§ WORK REQUIRED:
Put every line of the data below into a numbered list, leaving out blank lines and the pictures.
─── EXTRACTED MATERIAL ───
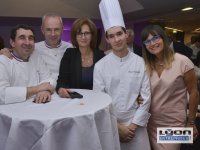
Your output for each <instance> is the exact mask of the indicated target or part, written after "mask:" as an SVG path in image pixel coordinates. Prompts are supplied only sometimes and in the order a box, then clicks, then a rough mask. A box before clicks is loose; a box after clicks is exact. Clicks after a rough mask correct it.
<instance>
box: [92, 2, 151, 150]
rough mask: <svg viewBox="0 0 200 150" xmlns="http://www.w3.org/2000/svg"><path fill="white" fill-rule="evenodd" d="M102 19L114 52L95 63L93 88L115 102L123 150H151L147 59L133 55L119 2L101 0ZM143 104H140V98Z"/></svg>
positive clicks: (120, 135) (108, 40)
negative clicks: (146, 59)
mask: <svg viewBox="0 0 200 150" xmlns="http://www.w3.org/2000/svg"><path fill="white" fill-rule="evenodd" d="M99 8H100V13H101V18H102V21H103V25H104V29H105V32H106V40H107V42H108V43H109V44H110V45H111V47H112V52H111V53H109V54H108V55H106V56H105V57H104V58H102V59H101V60H100V61H99V62H97V63H96V64H95V68H94V79H93V89H94V90H99V91H102V92H105V93H108V94H109V95H110V96H111V97H112V100H113V103H112V104H113V108H114V113H115V114H116V117H117V122H118V131H119V137H120V142H121V143H120V145H121V149H122V150H150V145H149V139H148V134H147V130H146V125H147V122H148V119H149V117H150V114H149V107H150V98H151V95H150V82H149V78H148V75H147V74H146V69H145V65H144V62H143V59H142V58H141V57H139V56H137V55H136V54H134V53H132V52H129V51H128V48H127V43H126V42H127V41H126V39H127V36H128V35H127V33H126V29H125V25H124V21H123V17H122V13H121V8H120V5H119V2H118V0H109V1H108V0H101V2H100V4H99ZM139 95H140V96H141V97H142V98H143V100H144V101H143V104H141V105H138V103H137V101H136V99H137V97H138V96H139Z"/></svg>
───
§ ANSWER TO THIS EXERCISE:
1. Your output for each <instance> is the exact mask of the indicated target or part, written after "mask:" as an SVG path in image pixel coordinates. Prompts are supplied only sometimes and in the order a box, then clicks, then a rough mask. A box before clicks is loose; a box after clicks is exact. Clicks after a rough mask correct it.
2. <instance>
3. box: [92, 2, 151, 150]
4. rough mask: <svg viewBox="0 0 200 150" xmlns="http://www.w3.org/2000/svg"><path fill="white" fill-rule="evenodd" d="M102 19L114 52L95 63L93 88L115 102L123 150H151L147 59L133 55L119 2L101 0ZM143 104H140V98Z"/></svg>
5. positive clicks: (120, 135) (108, 40)
6. negative clicks: (146, 59)
7. mask: <svg viewBox="0 0 200 150" xmlns="http://www.w3.org/2000/svg"><path fill="white" fill-rule="evenodd" d="M99 8H100V13H101V18H102V21H103V25H104V29H105V32H106V40H107V42H108V43H109V44H110V45H111V47H112V52H111V53H109V54H108V55H106V56H105V57H104V58H102V59H101V60H100V61H99V62H97V63H96V64H95V68H94V79H93V89H94V90H99V91H102V92H105V93H108V94H109V95H110V96H111V97H112V100H113V103H112V104H113V108H114V113H115V114H116V117H117V122H118V131H119V137H120V142H121V143H120V145H121V149H122V150H150V145H149V139H148V134H147V130H146V125H147V122H148V119H149V117H150V114H149V107H150V98H151V95H150V82H149V78H148V75H147V74H146V69H145V65H144V62H143V59H142V58H141V57H139V56H137V55H136V54H134V53H132V52H129V51H128V48H127V43H126V42H127V41H126V39H127V36H128V35H127V33H126V29H125V25H124V21H123V17H122V13H121V8H120V5H119V2H118V0H109V1H108V0H101V2H100V4H99ZM139 95H140V96H141V97H142V98H143V100H144V101H143V104H141V105H138V103H137V101H136V99H137V97H138V96H139Z"/></svg>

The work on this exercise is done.